■ Parts of the exercise ■
(a) Retype the part of the Form 8-K filing below, starting at "Check the appropriate" and ending at "(17 CFR 230.425)".
(b) Echo the lines of the listing below, starting at the line that contains "Could you tag the thin" and ending at the line that contains "Target: thin twig".

UNITED STATES

SECURITIES AND EXCHANGE COMMISSION

Washington, D.C. 20549

______________

 

FORM 8-K

CURRENT REPORT

Pursuant to Section 13 or 15(d) of the

Securities Exchange Act of 1934

 

Date of Report (Date of earliest event reported)

September 18, 2014

 

NAPCO SECURITY TECHNOLOGIES, INC.

(Exact name of registrant as specified in charter)

 

Delaware   0-10004   11-2277818

(State or other jurisdiction of

incorporation)

  (Commission File Number)   (IRS Employer Identification No.)

 

333 Bayview Avenue, Amityville, New York 11701

(Address of principal executive offices)

 

Registrant's telephone number, including area code (631) 842-9400

 

____________________________________________________

(Former name and former address if changed from last report)

 

Check the appropriate box below if the Form 8-K filing is intended to simultaneously satisfy the filing obligation of the registrant under any of the following provisions (see General Instruction A.2 below):

 

¨Written communications pursuant to Rule 425 under the Securities Act (17 CFR 230.425)

■ Information provided ■
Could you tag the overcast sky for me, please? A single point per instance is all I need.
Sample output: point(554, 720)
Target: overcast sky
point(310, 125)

---

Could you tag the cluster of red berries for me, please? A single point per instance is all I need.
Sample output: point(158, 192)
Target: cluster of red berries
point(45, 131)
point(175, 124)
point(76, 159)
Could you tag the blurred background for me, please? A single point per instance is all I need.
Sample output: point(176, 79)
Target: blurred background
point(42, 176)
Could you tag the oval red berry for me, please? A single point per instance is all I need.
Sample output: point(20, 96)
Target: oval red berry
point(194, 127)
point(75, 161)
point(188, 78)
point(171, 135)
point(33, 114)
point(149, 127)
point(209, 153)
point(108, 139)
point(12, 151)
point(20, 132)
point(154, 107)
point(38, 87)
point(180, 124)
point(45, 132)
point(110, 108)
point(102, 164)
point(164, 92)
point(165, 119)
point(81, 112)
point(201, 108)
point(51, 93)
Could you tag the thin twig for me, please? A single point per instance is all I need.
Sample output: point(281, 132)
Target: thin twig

...

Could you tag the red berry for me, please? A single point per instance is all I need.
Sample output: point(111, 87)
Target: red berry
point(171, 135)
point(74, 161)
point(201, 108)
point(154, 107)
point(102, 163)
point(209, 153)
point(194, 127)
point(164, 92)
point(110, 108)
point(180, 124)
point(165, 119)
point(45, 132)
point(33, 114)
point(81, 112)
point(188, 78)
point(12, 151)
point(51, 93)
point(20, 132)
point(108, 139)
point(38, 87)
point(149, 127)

■ Responses per task ■
(a)
Check the appropriate box below if the Form 8-K filing is intended to simultaneously satisfy the filing obligation of the registrant under any of the following provisions (see General Instruction A.2 below):

 

¨Written communications pursuant to Rule 425 under the Securities Act (17 CFR 230.425)

(b)
Could you tag the thin twig for me, please? A single point per instance is all I need.
Sample output: point(281, 132)
Target: thin twig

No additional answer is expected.